--- EXERCISE DATA Enclosed Below ---

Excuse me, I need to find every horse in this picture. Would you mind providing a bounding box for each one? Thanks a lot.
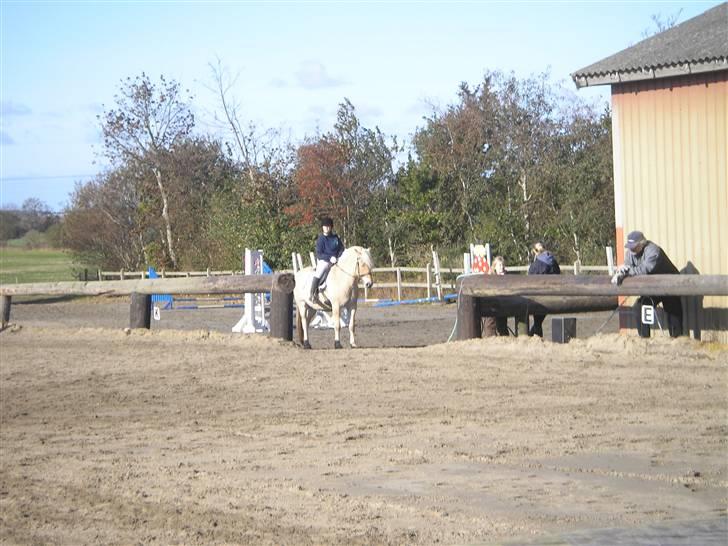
[294,246,374,349]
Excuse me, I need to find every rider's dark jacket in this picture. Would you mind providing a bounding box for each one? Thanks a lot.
[315,232,344,262]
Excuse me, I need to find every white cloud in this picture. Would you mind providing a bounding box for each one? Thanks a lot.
[294,61,346,89]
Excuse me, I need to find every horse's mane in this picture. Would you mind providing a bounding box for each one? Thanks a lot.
[344,246,374,269]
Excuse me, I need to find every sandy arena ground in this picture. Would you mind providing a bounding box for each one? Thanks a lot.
[1,298,726,545]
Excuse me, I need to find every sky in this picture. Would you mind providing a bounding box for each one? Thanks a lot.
[0,0,722,212]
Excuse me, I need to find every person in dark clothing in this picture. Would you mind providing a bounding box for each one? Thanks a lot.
[611,230,683,337]
[310,217,345,300]
[527,242,560,337]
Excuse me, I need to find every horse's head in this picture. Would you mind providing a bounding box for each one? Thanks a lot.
[357,247,374,289]
[343,246,374,289]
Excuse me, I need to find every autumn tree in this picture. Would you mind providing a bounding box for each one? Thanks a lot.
[99,73,194,268]
[291,99,396,244]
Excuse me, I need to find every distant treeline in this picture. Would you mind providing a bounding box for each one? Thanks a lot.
[59,69,614,271]
[0,198,63,249]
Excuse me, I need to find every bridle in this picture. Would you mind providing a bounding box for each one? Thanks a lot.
[335,253,372,279]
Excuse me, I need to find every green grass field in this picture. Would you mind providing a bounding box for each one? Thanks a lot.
[0,247,88,284]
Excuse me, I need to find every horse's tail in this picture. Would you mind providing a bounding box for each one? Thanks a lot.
[295,302,303,344]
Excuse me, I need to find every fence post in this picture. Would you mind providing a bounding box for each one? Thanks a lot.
[269,287,293,341]
[606,246,615,276]
[97,269,102,281]
[120,269,125,281]
[1,295,11,328]
[396,267,402,301]
[573,260,582,275]
[129,293,151,329]
[432,250,443,301]
[456,295,480,340]
[426,262,432,300]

--- End of Enclosed EXERCISE DATA ---

(WORK TO BE COMPLETED):
Every entry above should be written out again verbatim, with no pictures included.

(SOLUTION):
Excuse me, I need to find every horse in this picture. Would you mind providing a bounding box for each one? Thanks a lot.
[294,246,374,349]
Excuse me, I need to find every rider's dark jacket in this picture. Would you mind providing a bounding box for each one? Thanks a lot.
[315,232,344,262]
Excuse me, I need to find every white cloud in this picture. Would you mind providing a bounding box for each one? Thanks a lot.
[294,61,346,89]
Excuse me, I need to find every horse's mane in this picture. Would you mind providing a bounding box for each one? Thanks a lot.
[344,246,374,269]
Excuse me, I need to find every sandy arena ground in this picture. Would you mind providing a bounding box for each one? Thanks a lot.
[1,298,726,545]
Excuse me, I need to find every sky in this picture. Would you mind providing a bounding box for each one? Thanks a lot.
[0,0,722,212]
Excuse me, I need to find every person in dark clothing in this picture. Would you mind providing a bounding box for each one? Thanks a lot.
[611,230,683,337]
[310,217,345,300]
[527,242,560,337]
Excuse me, I need to find every horse's head in this picture. Would you mind providing a bounding box for each one? Thanks a lot.
[357,247,374,289]
[343,246,374,289]
Excuse me, I need to find every autumn tree in this picture. Would you mind providing a bounding box for each one? Thanks a lot.
[99,73,194,268]
[291,99,396,244]
Excuse me, I need to find every distant treeline in this picture. Would you mind providing a bounding box for each one? Thanks a lot.
[59,69,614,271]
[0,198,63,249]
Excuse me, I need to find every bridle in this picture. Would you mind providing a bounding box for each one? Thanks a lot.
[335,253,372,279]
Excuse me, I need to find every green grass field in this picture. Would you mind providing a bounding box for each one? Thanks a lot.
[0,247,88,284]
Excuse me, I need to find every horse's tail in this picture. Would you mind providing a bounding box for each one? Thanks a lot.
[295,302,303,344]
Excuse me, I need to find every fence post in this picture. Would you mind providing a bounding box for each one? Thanks a lot.
[269,287,293,341]
[606,246,615,276]
[97,269,102,281]
[120,269,125,281]
[1,295,11,328]
[396,267,402,301]
[573,260,582,275]
[129,293,151,329]
[432,250,443,301]
[456,295,480,340]
[426,262,432,300]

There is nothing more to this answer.